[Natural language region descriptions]
***
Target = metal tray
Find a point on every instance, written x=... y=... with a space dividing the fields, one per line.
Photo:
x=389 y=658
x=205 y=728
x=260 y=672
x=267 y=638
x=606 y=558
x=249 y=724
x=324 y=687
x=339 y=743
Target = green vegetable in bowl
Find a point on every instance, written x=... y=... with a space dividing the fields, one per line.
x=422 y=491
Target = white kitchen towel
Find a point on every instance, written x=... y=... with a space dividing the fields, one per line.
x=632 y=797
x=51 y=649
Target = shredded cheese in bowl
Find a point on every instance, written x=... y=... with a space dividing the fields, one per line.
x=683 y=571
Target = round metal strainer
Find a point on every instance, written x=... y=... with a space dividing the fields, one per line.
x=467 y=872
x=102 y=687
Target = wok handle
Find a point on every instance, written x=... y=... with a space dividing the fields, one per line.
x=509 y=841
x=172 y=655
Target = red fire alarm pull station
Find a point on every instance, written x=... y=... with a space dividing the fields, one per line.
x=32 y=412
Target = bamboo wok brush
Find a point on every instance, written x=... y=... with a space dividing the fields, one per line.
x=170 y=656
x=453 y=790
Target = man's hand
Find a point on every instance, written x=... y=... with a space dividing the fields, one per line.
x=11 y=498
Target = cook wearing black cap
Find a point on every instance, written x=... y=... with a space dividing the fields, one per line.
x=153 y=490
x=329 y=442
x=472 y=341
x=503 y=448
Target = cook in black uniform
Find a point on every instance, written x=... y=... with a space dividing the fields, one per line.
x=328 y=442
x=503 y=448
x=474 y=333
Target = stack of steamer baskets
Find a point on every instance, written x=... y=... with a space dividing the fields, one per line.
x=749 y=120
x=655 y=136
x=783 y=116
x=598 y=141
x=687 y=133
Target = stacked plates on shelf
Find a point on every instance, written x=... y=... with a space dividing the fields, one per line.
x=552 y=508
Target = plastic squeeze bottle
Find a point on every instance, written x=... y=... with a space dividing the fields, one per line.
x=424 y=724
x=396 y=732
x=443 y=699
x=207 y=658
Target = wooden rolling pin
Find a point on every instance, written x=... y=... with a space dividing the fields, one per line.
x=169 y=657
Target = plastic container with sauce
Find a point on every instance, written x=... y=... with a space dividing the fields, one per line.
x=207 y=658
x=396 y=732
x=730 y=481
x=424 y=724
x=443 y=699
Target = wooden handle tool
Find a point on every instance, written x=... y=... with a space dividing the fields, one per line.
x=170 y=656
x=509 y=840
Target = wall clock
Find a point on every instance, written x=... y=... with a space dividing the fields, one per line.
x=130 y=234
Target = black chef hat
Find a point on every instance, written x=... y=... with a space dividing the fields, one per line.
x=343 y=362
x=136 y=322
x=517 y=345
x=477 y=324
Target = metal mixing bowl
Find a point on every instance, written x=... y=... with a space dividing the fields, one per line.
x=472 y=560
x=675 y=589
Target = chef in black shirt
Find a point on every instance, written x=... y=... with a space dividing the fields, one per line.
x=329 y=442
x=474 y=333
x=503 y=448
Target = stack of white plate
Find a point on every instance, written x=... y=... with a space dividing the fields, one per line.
***
**Task brief**
For every entry above, write out an exact copy.

**Response area**
Target = metal tray
Find a point on every instance, written x=... y=... with a space dividing the fields, one per line.
Photo:
x=389 y=658
x=205 y=728
x=260 y=672
x=267 y=638
x=606 y=558
x=249 y=724
x=324 y=687
x=339 y=743
Target = green vegetable in bowl
Find a point on every instance, written x=... y=... with a space dividing the fields, one per line.
x=422 y=491
Target = white kitchen towel
Find a point on every instance, written x=... y=... with a space dividing the fields, one per line.
x=632 y=797
x=51 y=649
Target = shredded cheese in bowl
Find a point on every instance, written x=... y=... with a space dividing the fields, one per line.
x=683 y=571
Target = round metal strainer
Find a point on every instance, written x=... y=... with a space dividing the fields, one per line.
x=467 y=872
x=102 y=687
Target = wok handle
Find a point on every instance, written x=... y=... with a space dividing the fields, one per line.
x=509 y=841
x=172 y=655
Target = red fire alarm pull station
Find a point on every instance, written x=... y=... with a space dividing the fields, one per line.
x=32 y=412
Target = bamboo wok brush
Find a point on every instance, written x=... y=... with a space dividing the fields, one per line.
x=170 y=656
x=453 y=790
Target = man's hand
Find a point on every instance, written x=... y=... with a space dividing the fields, one per line.
x=11 y=498
Target = cook wearing black cap
Find a point on every instance, written x=... y=... with a space dividing the fields, one per line.
x=153 y=490
x=329 y=442
x=472 y=341
x=503 y=448
Target = cook in black uniform
Find a point on every instance, written x=... y=... with a space dividing the fields, one per line.
x=328 y=442
x=503 y=448
x=474 y=333
Target = stack of steamer baskets
Find a point on every instance, written x=... y=... with a space dividing the fields, one per line.
x=749 y=120
x=655 y=136
x=783 y=116
x=598 y=141
x=687 y=133
Target = stacked plates on shelf
Find a point on every instance, written x=... y=... with a space dividing the fields, one per line.
x=552 y=508
Target = plastic squeeze bottle
Find a point on every instance, written x=... y=... with a space dividing the fields, one per line.
x=424 y=724
x=396 y=732
x=443 y=699
x=207 y=658
Target = wooden rolling pin
Find a point on every instance, written x=... y=... with a space dividing the fields, one per line.
x=169 y=657
Target = plastic container with sauce
Find a point on every instance, written x=... y=... with a space dividing the fields, one per line.
x=207 y=658
x=396 y=732
x=730 y=481
x=424 y=724
x=443 y=699
Target = wooden handle tool
Find a point on every instance, written x=... y=... with a space dividing the fields, one per line.
x=170 y=656
x=509 y=840
Target = wall clock
Find a point on every instance, written x=... y=... with a space dividing the fields, one per line.
x=130 y=234
Target = black chef hat
Find a point on every instance, written x=... y=... with a space dividing the fields, one per line.
x=343 y=362
x=136 y=322
x=517 y=345
x=477 y=324
Target = metal mixing bowl
Find a point on every instance, written x=... y=... with a space dividing the fields, one per line.
x=472 y=560
x=675 y=589
Target = chef in black shirt
Find a point on every instance, written x=... y=... with a space dividing the fields, one per line.
x=329 y=442
x=474 y=333
x=503 y=448
Target = stack of white plate
Find a point on every instance, written x=... y=... with a space dividing the fields, one per line.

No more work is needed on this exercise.